- Page extract -

Nitrate is the most widespread groundwater contaminant in the state. While septic systems and wastewater contribute to the problem, the majority (90%) of nitrates come from agricultural sources, such as fertilizer and manure.

The drinking standard in the U.S. of 10 parts per million (ppm) was established in the 1960s to protect against methemoglobinemia, also known as blue baby syndrome, a serious condition in which excess nitrates interfere with an infant’s blood’s ability to carry oxygen. Fortunately, there are few reported cases of methemoglobinemia: a Wisconsin study reported eight diagnosed cases in the state between 1990 and 1999.

However, nitrates are also associated with various other health impacts included certain cancers like colorectal cancer, thyroid disease, and adverse birth outcomes like nervous system defects, very preterm birth and very low birth weight. Importantly, recent studies indicate that there are significant increases in these health risks from drinking water with nitrate levels well below 10 ppm.

Point localization records

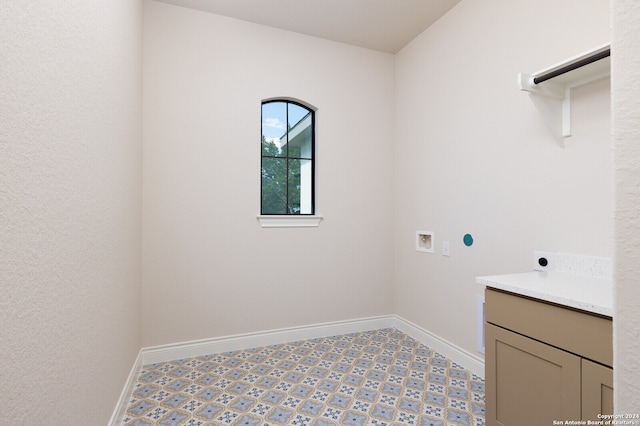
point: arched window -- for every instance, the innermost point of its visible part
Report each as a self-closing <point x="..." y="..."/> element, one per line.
<point x="287" y="166"/>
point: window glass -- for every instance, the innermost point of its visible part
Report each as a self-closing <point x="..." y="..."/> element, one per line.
<point x="287" y="158"/>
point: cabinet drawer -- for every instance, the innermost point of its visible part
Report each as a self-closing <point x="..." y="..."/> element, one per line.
<point x="588" y="335"/>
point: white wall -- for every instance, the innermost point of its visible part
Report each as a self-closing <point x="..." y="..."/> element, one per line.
<point x="70" y="156"/>
<point x="209" y="269"/>
<point x="626" y="121"/>
<point x="473" y="155"/>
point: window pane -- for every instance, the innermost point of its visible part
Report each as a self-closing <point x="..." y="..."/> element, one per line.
<point x="274" y="186"/>
<point x="300" y="187"/>
<point x="300" y="132"/>
<point x="274" y="129"/>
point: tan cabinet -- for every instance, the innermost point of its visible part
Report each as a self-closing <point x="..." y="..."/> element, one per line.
<point x="544" y="362"/>
<point x="597" y="390"/>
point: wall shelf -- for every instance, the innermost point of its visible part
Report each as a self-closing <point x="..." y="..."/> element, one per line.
<point x="552" y="97"/>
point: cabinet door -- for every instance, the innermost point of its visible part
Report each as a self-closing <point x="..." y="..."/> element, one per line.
<point x="597" y="390"/>
<point x="528" y="382"/>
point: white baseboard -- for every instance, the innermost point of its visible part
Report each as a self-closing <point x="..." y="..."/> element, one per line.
<point x="119" y="412"/>
<point x="192" y="349"/>
<point x="164" y="353"/>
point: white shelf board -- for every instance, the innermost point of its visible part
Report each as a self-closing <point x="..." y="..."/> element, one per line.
<point x="552" y="97"/>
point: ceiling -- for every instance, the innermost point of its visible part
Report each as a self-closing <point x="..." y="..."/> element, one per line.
<point x="384" y="25"/>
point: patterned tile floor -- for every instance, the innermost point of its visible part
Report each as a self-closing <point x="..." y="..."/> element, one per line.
<point x="380" y="377"/>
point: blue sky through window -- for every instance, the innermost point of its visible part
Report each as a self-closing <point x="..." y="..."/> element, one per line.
<point x="274" y="118"/>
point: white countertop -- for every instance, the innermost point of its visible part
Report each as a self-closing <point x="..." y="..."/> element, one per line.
<point x="575" y="291"/>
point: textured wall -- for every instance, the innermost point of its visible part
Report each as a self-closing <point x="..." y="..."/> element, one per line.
<point x="473" y="155"/>
<point x="626" y="123"/>
<point x="70" y="160"/>
<point x="207" y="263"/>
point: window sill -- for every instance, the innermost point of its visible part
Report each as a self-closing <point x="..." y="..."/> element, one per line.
<point x="289" y="221"/>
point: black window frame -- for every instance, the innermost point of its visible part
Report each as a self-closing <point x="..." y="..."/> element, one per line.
<point x="312" y="112"/>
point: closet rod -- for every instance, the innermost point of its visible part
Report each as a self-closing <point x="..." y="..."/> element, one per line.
<point x="586" y="61"/>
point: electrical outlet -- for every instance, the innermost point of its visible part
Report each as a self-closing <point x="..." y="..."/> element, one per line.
<point x="544" y="261"/>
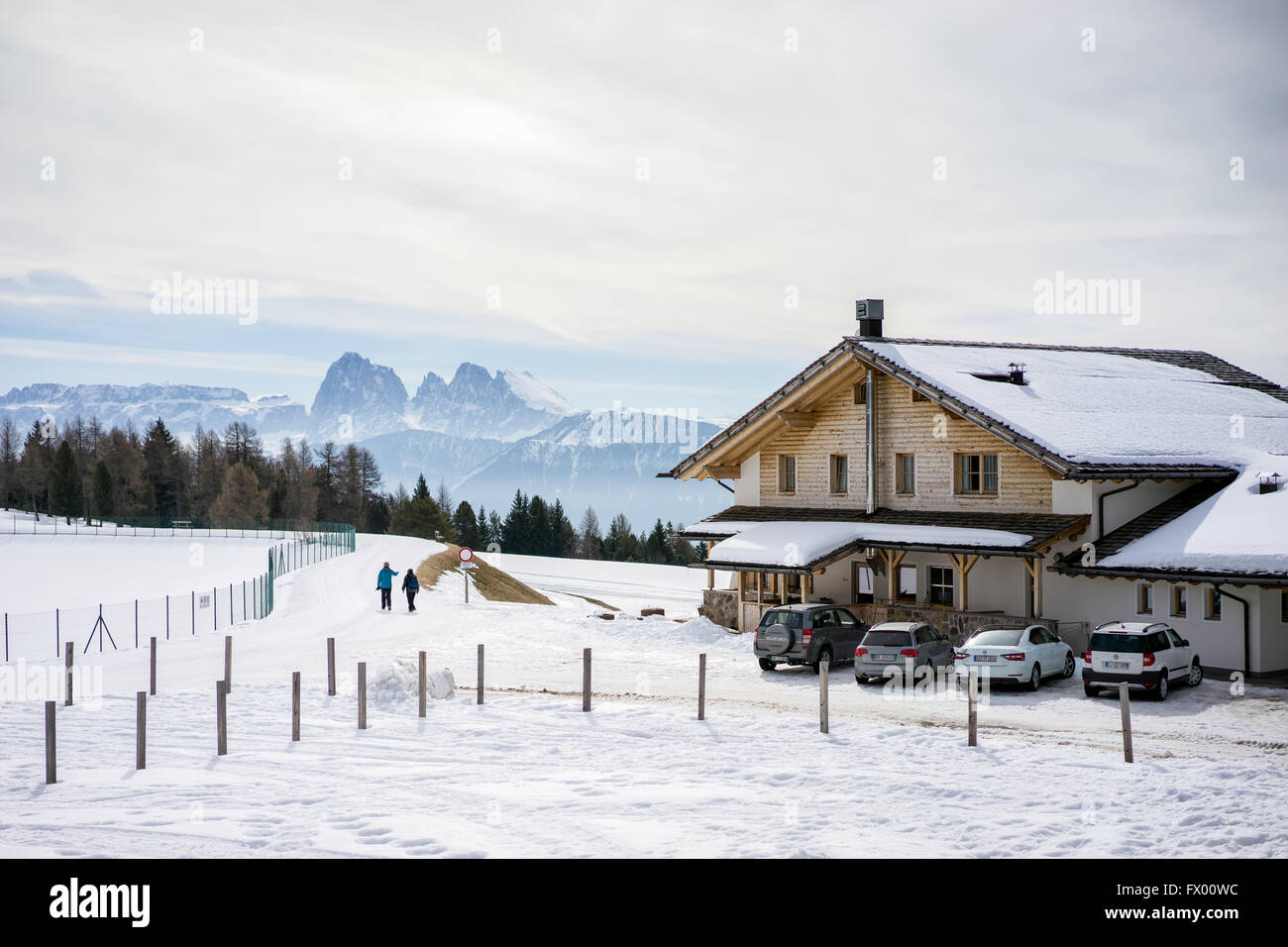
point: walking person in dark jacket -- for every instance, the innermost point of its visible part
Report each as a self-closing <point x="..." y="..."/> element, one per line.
<point x="411" y="586"/>
<point x="385" y="586"/>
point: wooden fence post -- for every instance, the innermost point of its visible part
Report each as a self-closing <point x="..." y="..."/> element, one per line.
<point x="51" y="744"/>
<point x="362" y="694"/>
<point x="423" y="684"/>
<point x="222" y="716"/>
<point x="822" y="694"/>
<point x="1125" y="705"/>
<point x="330" y="667"/>
<point x="141" y="736"/>
<point x="702" y="686"/>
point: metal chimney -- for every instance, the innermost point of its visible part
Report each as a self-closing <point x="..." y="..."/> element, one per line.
<point x="870" y="312"/>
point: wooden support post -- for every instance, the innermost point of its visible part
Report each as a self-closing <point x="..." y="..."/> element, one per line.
<point x="702" y="686"/>
<point x="222" y="718"/>
<point x="423" y="684"/>
<point x="51" y="744"/>
<point x="1125" y="705"/>
<point x="822" y="696"/>
<point x="330" y="667"/>
<point x="362" y="694"/>
<point x="141" y="729"/>
<point x="295" y="706"/>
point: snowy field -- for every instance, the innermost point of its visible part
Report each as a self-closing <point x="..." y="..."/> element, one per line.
<point x="629" y="586"/>
<point x="529" y="775"/>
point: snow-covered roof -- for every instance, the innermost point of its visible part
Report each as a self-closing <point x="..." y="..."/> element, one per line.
<point x="1107" y="406"/>
<point x="800" y="544"/>
<point x="1237" y="531"/>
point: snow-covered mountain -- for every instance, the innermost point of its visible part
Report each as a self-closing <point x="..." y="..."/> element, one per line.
<point x="484" y="434"/>
<point x="181" y="406"/>
<point x="591" y="460"/>
<point x="507" y="406"/>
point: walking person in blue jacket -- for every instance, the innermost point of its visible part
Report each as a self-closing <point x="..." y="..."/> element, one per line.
<point x="385" y="586"/>
<point x="411" y="585"/>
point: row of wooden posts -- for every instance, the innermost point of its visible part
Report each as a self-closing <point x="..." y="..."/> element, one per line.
<point x="224" y="686"/>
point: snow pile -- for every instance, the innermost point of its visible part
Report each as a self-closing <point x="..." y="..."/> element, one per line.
<point x="397" y="684"/>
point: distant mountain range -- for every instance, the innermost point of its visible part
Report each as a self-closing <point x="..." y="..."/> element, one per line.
<point x="482" y="433"/>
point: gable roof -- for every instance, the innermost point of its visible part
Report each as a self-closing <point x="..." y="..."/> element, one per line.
<point x="1086" y="411"/>
<point x="818" y="535"/>
<point x="1225" y="532"/>
<point x="1100" y="411"/>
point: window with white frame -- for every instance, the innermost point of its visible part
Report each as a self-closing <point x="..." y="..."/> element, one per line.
<point x="977" y="474"/>
<point x="840" y="466"/>
<point x="939" y="585"/>
<point x="1212" y="605"/>
<point x="1144" y="599"/>
<point x="905" y="474"/>
<point x="786" y="474"/>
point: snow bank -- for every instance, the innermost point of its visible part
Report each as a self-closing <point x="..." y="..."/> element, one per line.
<point x="397" y="684"/>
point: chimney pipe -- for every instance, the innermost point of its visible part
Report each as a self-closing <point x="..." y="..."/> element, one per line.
<point x="870" y="312"/>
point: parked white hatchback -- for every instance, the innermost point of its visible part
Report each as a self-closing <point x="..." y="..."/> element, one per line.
<point x="1016" y="655"/>
<point x="1149" y="655"/>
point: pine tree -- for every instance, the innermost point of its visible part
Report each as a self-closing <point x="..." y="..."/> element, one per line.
<point x="590" y="544"/>
<point x="241" y="496"/>
<point x="467" y="526"/>
<point x="104" y="491"/>
<point x="65" y="496"/>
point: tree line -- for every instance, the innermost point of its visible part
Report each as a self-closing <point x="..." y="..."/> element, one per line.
<point x="533" y="526"/>
<point x="85" y="471"/>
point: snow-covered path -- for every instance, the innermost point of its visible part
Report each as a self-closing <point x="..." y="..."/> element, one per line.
<point x="529" y="775"/>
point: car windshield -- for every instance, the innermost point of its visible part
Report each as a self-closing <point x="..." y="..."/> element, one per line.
<point x="888" y="639"/>
<point x="1129" y="644"/>
<point x="1008" y="637"/>
<point x="781" y="617"/>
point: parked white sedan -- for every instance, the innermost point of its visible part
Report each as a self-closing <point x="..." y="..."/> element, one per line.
<point x="1016" y="655"/>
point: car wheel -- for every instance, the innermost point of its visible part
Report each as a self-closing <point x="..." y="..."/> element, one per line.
<point x="824" y="655"/>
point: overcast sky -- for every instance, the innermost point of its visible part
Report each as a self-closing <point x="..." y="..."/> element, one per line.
<point x="629" y="198"/>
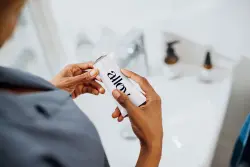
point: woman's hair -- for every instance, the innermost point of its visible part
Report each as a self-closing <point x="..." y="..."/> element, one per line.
<point x="9" y="13"/>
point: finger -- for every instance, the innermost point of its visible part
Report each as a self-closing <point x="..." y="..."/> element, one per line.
<point x="143" y="82"/>
<point x="120" y="118"/>
<point x="97" y="86"/>
<point x="78" y="90"/>
<point x="98" y="78"/>
<point x="88" y="76"/>
<point x="90" y="90"/>
<point x="116" y="113"/>
<point x="124" y="101"/>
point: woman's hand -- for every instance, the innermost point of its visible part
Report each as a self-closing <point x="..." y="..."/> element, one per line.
<point x="146" y="120"/>
<point x="78" y="79"/>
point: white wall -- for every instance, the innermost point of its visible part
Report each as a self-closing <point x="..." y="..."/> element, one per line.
<point x="221" y="23"/>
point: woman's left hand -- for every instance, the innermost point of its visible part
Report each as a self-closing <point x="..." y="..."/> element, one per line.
<point x="78" y="79"/>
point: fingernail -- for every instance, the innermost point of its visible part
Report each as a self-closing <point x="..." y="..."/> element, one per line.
<point x="102" y="90"/>
<point x="116" y="94"/>
<point x="93" y="72"/>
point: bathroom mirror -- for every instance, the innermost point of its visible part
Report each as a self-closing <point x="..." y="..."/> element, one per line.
<point x="84" y="48"/>
<point x="25" y="60"/>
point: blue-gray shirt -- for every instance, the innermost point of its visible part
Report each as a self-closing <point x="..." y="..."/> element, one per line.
<point x="44" y="129"/>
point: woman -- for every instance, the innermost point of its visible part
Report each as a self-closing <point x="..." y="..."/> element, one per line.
<point x="41" y="126"/>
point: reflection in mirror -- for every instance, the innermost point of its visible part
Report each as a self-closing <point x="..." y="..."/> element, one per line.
<point x="84" y="48"/>
<point x="25" y="60"/>
<point x="131" y="53"/>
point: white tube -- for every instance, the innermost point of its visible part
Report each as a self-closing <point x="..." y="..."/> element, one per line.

- What is needed -
Write what comes next in the passage on nitrate in groundwater, starting after its last sentence.

- Response to the exercise -
Last summer, the Environmental Working Group (EWG) published a paper describing a model to estimate the number of cancer cases and adverse birth outcomes that could be attributed to drinking water contaminated with nitrates. This model relies on epidemiological studies that have looked at populations and found an increased risk of health problems above various nitrate concentrations. Applying the model nationwide, EWG estimated that between 2,300 and 12,500 cases of cancer and over 4,500 adverse birth outcomes could be attributed to nitrate-contaminated drinking water each year.

Given the widespread nitrate contamination in Wisconsin, we were interested in applying the model to Wisconsin specifically to see what health burden nitrate exposure is imposing on the state.  In order to apply the model, we needed to estimate the number of people in the state who are drinking water with nitrates above certain threshold concentrations identified in the epidemiological studies.

Nitrate concentrations in public water supplies were obtained from the reports of routine testing required of community water system. For private well concentrations, we used two estimates, since there is no standardized testing of private wells in the state. First, we used nitrate concentrations measured in a Department of Agriculture, Trade and Consumer Protection survey intended to be representative of groundwater quality around the state. Second, we used nitrate tests submitted to the Department of Natural Resources as required for new wells or existing wells needing maintenance.

Regardless of the range, even one additional case of cancer or adverse birth outcome is one too many since everyone should have access to clean and safe drinking water.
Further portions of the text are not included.